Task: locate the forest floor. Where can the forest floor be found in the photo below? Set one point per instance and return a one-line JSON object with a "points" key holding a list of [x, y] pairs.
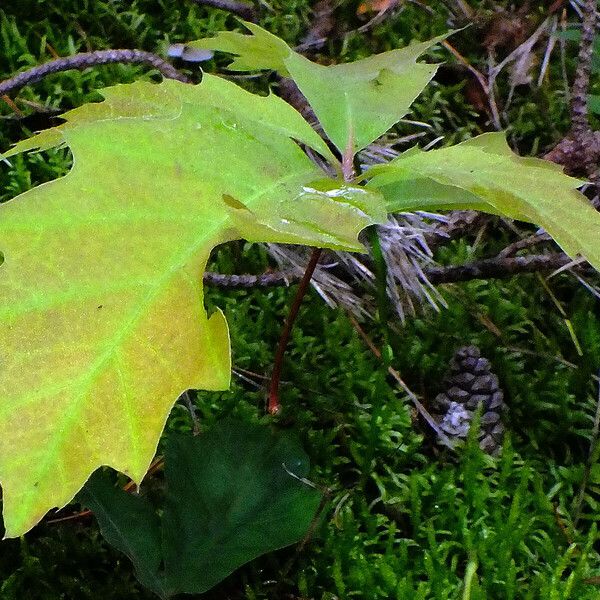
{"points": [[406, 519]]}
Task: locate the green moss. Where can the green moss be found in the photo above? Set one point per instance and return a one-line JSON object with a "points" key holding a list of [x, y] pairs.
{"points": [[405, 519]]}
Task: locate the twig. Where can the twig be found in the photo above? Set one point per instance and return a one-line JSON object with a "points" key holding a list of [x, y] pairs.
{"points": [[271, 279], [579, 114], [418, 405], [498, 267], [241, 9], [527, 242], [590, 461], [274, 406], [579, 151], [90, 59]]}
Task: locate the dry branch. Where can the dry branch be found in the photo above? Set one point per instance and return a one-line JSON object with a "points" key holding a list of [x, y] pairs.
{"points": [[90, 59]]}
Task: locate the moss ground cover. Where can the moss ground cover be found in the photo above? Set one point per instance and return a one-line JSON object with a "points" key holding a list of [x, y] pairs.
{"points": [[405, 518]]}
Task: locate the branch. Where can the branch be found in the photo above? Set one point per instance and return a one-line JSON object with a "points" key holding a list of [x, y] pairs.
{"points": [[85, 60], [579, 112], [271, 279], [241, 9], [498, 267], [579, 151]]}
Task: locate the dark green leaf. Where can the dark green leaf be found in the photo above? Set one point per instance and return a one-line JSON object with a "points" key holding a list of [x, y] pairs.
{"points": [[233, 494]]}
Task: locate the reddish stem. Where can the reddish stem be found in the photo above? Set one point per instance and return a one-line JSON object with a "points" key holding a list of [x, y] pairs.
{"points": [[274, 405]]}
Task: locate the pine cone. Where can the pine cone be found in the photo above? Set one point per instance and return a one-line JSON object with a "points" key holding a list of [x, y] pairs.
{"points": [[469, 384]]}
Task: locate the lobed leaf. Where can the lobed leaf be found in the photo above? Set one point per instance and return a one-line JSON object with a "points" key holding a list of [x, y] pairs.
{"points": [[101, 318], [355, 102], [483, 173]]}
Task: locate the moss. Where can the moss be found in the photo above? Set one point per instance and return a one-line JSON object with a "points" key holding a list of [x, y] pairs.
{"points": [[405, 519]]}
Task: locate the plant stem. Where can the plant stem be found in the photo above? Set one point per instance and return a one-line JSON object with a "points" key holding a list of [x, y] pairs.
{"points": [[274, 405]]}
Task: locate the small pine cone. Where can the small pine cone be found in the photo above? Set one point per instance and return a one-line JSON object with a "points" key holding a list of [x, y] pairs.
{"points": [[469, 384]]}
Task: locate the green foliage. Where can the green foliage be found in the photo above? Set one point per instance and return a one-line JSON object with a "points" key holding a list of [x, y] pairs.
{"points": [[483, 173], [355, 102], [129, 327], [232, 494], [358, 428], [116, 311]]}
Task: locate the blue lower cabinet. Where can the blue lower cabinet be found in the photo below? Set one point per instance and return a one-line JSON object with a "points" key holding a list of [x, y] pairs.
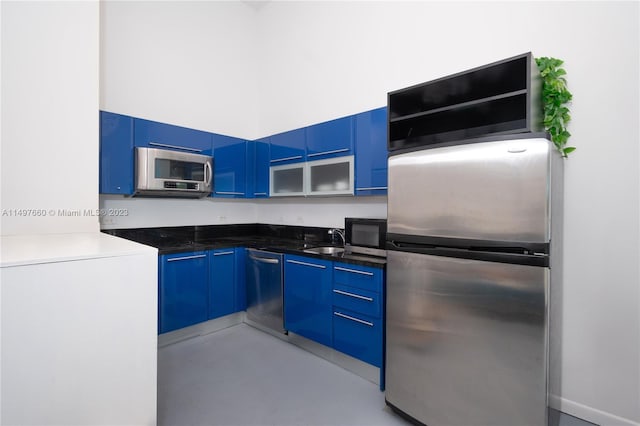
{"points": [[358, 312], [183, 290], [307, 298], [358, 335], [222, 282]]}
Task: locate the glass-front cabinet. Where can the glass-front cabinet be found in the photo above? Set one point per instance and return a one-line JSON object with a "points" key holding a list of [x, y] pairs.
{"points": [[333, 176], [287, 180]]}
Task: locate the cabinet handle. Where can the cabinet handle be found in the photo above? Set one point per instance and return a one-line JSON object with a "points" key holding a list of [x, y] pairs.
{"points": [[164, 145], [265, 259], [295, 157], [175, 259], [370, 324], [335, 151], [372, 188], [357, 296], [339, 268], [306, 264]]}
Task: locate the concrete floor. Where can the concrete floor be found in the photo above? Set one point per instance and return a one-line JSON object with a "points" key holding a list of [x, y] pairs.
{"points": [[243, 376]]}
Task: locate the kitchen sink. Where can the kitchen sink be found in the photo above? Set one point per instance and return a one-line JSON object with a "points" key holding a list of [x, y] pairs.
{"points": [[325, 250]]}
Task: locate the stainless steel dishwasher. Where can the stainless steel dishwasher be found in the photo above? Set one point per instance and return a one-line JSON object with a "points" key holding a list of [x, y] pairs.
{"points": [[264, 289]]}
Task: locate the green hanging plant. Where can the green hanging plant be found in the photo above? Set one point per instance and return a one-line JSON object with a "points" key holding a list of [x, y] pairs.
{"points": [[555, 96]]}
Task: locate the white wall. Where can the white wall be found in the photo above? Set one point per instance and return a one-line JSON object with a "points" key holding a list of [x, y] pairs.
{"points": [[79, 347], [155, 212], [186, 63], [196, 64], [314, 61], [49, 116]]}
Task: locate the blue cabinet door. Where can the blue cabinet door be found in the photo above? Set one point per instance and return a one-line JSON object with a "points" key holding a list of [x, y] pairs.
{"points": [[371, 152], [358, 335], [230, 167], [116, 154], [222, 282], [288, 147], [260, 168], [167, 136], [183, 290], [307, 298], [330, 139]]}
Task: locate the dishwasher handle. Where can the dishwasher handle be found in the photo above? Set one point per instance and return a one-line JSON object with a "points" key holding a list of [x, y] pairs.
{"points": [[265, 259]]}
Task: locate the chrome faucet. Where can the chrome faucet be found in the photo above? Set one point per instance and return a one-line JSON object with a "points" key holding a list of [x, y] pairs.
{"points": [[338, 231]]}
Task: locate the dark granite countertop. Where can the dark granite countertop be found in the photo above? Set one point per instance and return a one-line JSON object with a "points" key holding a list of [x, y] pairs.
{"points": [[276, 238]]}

---

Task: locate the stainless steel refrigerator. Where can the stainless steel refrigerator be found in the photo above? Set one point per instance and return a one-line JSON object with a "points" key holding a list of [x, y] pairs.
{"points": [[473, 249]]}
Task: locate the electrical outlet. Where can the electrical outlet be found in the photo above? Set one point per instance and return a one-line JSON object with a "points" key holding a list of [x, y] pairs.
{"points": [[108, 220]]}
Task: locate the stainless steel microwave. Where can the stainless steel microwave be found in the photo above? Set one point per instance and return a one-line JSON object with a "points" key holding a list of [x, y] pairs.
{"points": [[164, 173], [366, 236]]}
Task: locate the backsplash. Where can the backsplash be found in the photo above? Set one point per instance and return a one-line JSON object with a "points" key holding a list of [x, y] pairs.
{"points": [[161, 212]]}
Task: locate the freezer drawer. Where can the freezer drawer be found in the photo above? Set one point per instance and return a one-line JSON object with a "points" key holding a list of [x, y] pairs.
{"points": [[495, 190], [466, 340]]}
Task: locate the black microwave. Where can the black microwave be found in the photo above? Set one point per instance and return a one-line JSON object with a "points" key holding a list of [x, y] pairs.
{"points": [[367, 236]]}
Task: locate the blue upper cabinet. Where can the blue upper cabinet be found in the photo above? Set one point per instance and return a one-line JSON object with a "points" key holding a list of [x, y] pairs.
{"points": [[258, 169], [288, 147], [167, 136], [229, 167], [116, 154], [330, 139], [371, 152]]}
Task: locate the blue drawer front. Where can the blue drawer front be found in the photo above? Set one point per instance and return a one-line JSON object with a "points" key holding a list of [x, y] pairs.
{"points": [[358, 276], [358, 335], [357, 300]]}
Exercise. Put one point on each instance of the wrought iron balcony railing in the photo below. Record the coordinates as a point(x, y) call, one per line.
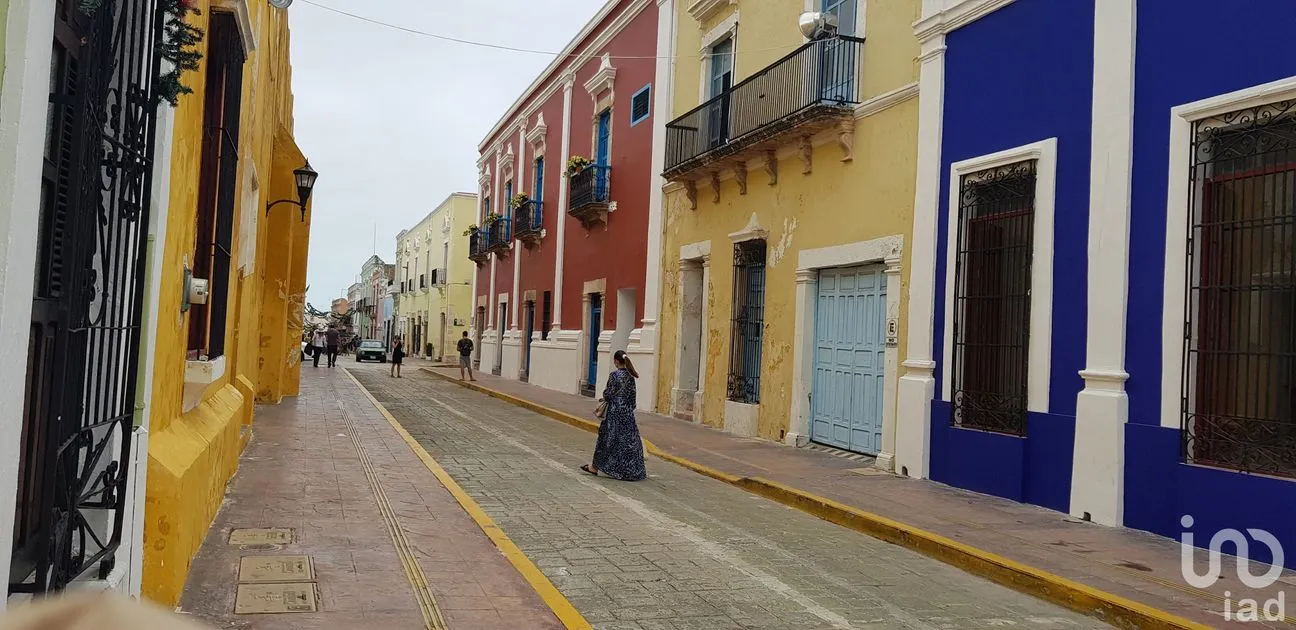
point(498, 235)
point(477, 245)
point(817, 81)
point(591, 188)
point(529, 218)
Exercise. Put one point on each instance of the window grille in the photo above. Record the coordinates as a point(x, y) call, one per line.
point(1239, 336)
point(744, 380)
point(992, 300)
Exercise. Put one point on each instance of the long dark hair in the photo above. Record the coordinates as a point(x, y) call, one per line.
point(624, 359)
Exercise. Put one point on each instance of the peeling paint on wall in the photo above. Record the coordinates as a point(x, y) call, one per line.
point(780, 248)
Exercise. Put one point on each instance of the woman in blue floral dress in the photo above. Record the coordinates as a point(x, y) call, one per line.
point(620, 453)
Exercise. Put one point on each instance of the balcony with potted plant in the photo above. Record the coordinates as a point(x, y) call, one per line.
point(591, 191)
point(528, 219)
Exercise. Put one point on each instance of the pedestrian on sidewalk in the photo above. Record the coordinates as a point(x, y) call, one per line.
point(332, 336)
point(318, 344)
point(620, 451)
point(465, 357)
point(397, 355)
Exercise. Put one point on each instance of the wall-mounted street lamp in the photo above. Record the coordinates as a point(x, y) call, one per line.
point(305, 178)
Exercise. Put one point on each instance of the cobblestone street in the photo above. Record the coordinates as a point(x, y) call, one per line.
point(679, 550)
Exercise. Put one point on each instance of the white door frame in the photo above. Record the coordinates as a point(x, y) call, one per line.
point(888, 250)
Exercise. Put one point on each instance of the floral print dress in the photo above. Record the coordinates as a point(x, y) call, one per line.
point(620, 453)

§ **The task**: State how many lines of the items contain the string "microwave". Reply with the number alone.

§ **Correct response**: 2